▶ Instructions for the task
Within the listing below, how many lines contain the word "tile"? Answer with the number only.
(Records for the exercise begins)
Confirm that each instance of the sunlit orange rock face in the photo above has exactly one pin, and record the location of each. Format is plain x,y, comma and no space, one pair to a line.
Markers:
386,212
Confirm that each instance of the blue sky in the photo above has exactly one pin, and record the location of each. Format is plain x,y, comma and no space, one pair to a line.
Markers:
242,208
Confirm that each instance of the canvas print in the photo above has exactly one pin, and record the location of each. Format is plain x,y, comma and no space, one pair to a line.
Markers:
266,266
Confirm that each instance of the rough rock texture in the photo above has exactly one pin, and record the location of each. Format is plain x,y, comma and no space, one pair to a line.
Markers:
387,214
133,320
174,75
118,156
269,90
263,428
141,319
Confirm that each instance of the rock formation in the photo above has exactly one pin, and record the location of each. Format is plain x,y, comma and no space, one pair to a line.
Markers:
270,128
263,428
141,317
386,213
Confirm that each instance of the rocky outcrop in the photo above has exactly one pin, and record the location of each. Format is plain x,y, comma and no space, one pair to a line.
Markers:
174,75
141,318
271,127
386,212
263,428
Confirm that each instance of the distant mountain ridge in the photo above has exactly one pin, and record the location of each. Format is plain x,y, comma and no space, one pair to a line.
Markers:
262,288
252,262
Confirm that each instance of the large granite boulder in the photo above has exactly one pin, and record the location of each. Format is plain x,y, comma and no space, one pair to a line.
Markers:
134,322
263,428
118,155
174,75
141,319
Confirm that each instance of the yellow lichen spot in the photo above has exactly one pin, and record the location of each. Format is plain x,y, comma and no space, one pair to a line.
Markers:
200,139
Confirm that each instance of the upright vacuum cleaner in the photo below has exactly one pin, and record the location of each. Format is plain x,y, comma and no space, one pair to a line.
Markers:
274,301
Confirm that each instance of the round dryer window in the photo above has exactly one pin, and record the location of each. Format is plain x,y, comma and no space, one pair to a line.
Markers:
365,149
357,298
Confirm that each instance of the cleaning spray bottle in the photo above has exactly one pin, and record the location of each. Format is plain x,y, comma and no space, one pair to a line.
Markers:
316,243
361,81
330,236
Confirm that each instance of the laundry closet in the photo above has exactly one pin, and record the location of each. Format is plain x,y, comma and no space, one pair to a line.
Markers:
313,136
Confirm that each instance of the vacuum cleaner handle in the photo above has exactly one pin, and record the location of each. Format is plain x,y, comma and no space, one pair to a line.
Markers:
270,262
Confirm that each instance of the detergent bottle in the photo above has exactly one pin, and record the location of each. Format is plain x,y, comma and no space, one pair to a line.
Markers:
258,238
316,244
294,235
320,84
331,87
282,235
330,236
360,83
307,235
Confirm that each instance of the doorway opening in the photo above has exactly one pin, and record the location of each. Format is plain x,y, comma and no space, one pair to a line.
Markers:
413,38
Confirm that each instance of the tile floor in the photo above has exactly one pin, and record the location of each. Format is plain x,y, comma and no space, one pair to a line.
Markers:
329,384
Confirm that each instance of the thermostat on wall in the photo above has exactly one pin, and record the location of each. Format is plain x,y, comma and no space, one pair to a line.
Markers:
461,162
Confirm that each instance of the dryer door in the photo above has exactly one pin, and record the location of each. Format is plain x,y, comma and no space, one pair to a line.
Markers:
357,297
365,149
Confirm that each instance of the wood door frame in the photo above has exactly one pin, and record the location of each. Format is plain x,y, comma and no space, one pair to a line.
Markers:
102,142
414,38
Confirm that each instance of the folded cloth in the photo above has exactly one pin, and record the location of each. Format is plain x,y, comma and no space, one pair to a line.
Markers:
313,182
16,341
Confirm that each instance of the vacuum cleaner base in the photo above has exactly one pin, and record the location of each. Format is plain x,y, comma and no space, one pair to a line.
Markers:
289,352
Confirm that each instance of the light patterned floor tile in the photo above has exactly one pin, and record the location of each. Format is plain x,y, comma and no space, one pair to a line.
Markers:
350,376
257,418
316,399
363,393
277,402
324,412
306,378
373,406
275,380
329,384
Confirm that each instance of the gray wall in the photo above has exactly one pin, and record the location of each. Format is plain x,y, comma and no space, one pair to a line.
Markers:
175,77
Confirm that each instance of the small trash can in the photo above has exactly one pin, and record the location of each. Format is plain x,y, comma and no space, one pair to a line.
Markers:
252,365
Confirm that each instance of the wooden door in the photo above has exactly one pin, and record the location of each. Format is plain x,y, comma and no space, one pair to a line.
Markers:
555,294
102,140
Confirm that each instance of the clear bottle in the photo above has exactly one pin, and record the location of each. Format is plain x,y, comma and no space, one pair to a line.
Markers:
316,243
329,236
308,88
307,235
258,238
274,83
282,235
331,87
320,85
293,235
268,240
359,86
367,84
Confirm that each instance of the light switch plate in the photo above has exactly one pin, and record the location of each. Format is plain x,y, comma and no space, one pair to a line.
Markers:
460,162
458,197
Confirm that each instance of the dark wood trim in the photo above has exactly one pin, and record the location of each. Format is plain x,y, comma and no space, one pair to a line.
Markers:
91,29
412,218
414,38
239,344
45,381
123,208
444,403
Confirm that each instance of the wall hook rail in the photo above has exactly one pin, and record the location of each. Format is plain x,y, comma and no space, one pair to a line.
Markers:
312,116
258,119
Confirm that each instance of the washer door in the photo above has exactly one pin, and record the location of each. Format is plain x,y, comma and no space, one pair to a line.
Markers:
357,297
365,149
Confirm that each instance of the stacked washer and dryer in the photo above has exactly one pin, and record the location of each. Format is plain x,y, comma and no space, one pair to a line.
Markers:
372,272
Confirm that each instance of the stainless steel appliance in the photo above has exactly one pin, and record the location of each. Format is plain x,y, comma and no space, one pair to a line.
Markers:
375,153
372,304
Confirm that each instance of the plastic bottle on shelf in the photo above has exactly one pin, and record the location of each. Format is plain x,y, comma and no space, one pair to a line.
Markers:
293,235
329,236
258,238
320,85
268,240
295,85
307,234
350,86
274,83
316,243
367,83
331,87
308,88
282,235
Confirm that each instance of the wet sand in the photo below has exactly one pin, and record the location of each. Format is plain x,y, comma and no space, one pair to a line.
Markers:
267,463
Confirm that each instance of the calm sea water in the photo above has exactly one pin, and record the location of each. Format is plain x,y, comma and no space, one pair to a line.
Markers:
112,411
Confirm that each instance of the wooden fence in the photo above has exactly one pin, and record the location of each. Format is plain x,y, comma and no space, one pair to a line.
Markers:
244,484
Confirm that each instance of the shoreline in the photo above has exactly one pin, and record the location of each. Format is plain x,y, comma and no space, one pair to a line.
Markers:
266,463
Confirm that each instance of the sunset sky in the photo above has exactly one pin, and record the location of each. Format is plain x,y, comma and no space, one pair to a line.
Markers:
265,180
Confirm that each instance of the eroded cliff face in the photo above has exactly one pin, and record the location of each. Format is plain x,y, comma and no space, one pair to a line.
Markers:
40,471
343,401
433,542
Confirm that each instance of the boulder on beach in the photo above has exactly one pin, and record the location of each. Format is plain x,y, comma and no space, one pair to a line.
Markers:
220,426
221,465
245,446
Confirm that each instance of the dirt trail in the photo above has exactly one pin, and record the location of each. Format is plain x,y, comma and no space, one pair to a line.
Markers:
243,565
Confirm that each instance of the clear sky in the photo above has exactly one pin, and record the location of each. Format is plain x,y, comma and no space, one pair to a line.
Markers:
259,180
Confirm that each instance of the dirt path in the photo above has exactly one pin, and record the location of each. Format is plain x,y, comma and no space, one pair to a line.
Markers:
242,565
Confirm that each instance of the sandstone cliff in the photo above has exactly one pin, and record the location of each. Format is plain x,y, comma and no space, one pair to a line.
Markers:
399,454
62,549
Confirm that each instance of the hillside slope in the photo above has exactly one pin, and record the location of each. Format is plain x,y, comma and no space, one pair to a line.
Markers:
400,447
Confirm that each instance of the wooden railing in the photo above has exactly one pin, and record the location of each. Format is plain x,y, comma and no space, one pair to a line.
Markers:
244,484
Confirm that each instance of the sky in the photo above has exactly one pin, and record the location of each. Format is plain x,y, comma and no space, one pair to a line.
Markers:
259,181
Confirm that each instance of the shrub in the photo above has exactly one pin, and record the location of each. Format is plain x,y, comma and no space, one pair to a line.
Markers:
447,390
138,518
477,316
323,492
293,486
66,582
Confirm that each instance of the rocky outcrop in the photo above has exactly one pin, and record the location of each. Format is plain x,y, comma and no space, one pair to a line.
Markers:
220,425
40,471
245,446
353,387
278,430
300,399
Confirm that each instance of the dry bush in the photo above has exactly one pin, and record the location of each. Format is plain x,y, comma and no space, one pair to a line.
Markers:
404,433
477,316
(Records for the exercise ends)
▶ Written answer
2